### WRITTEN PROBLEM 1
According to the passage on technological sovereignty, what does replication mean?

I want to talk about three areas of technology that can support technological sovereignty. Those are multi-cloud support, which applies to backend services that you deploy yourself. Then I want to talk about two technologies that I've been involved in designing. Firstly, the AT Protocol, which is the protocol underlying Bluesky, a social network. That's an example of applying this sovereignty idea to social media. Then the third thing I want to talk about is local-first software, which is a way of building collaboration software.

Backend Services You Deploy Yourself - Multi-Cloud

Let's start with backend services that you deploy yourself and multi-cloud. Generally, this stuff comes under the banner of decentralization. With decentralization, the goal is generally to avoid dependency on any one single thing. In the first instance, it would be avoiding dependency on a single server. Actually, going further, when we think about this in geopolitical terms, we want to avoid dependence on any single company and potentially even avoid dependence on any single country. The way we avoid dependency on a single server, that's classic distributed system stuff. We've been doing that for decades. We have these techniques such as replication, which means keeping a copy of the data on multiple servers, which then allows us to implement fault tolerance and avoid single points of failure. The whole thing is a single point of failure is a single machine that if you turned it off, then the system as a whole would stop working.

Nowadays, we've actually got really good at building systems that don't have single points of failure, where you can just take out individual machines and the users don't even notice that anything is wrong. If all of the servers are hosted by the same company, then you've still got this risk of, what if the company, the provider, locks you out? In order to mitigate that risk, we need to make it easy to be able to switch providers, switch from one provider to another, or even better, actually use multiple providers side by side. That's what multi-cloud is essentially about. If we want to go even further and say we want to avoid dependency on any one country, now this is actually pretty similar to avoiding dependency on one company, just using providers in different countries as well.

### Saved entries
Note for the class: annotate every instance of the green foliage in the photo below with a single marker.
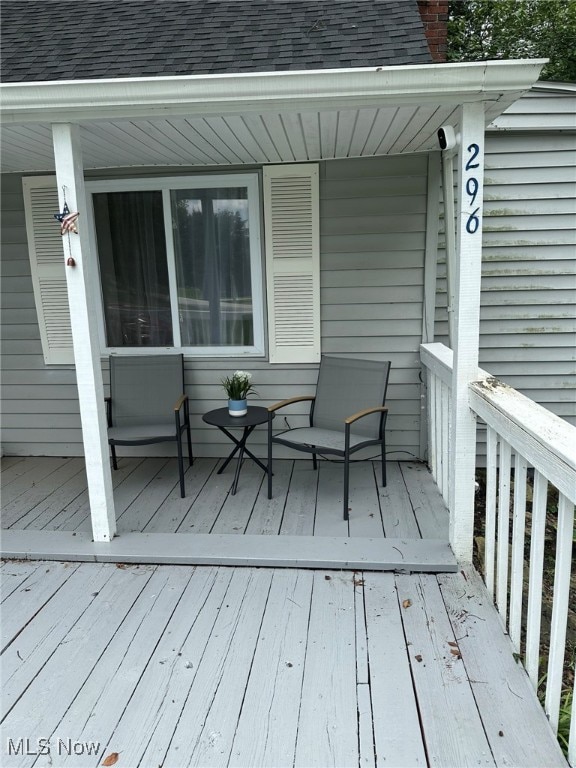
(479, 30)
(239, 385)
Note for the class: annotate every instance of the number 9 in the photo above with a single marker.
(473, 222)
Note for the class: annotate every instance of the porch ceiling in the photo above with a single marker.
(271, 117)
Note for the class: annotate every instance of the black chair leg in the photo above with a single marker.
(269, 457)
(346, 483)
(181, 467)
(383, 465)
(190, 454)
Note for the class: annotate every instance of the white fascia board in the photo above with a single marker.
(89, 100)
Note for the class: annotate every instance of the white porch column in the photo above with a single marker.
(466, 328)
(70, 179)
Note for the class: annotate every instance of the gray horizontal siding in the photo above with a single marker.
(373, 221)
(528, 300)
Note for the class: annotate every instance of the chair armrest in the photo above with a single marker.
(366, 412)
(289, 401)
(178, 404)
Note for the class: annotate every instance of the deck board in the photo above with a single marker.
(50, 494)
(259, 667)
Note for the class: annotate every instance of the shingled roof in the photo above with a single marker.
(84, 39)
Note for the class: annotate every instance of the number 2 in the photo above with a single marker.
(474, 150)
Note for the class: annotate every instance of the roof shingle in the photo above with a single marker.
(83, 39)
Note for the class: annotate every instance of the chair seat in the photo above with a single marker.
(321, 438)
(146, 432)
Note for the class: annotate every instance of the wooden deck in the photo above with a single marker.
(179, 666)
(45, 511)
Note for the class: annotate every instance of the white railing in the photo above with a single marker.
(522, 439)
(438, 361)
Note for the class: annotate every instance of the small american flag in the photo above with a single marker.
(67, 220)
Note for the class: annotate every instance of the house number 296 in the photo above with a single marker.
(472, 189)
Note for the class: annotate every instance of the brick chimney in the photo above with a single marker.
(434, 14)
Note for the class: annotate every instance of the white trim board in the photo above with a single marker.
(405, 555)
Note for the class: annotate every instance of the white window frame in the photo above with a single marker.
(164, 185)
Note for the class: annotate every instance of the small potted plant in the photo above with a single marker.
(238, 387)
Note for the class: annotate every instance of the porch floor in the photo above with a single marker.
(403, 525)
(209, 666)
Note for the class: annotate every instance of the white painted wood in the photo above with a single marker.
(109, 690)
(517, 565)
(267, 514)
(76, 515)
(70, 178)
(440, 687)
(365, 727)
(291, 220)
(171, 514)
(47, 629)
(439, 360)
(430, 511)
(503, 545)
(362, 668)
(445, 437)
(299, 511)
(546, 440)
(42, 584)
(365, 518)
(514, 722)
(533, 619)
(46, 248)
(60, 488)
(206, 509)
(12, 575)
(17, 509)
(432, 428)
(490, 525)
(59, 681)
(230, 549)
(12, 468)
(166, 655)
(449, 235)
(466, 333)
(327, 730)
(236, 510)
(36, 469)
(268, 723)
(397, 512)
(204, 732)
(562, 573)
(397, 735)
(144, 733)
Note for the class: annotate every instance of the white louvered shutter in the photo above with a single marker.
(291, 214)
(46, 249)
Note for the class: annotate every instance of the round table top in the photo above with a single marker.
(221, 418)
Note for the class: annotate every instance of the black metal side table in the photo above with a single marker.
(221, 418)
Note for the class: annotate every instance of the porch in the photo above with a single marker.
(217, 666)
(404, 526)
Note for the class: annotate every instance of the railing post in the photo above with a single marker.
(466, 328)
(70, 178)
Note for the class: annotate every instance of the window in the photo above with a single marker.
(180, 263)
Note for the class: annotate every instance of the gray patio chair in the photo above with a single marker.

### WRITTEN PROBLEM 2
Render the records as a numbered list, running from the line with "Note for the class: annotate every instance of the porch in" through the end of the records, with blank lines left out.

### TASK ANSWER 1
Replication means keeping a copy of the data on multiple servers.

### TASK ANSWER 2
1. Note for the class: annotate every instance of the porch in the photo above with a single marker.
2. (217, 666)
3. (404, 526)
4. Note for the class: annotate every instance of the railing post in the photo above with a single marker.
5. (466, 328)
6. (70, 178)
7. Note for the class: annotate every instance of the window in the photo above with a single marker.
8. (180, 263)
9. Note for the class: annotate every instance of the gray patio chair in the photo above with a single marker.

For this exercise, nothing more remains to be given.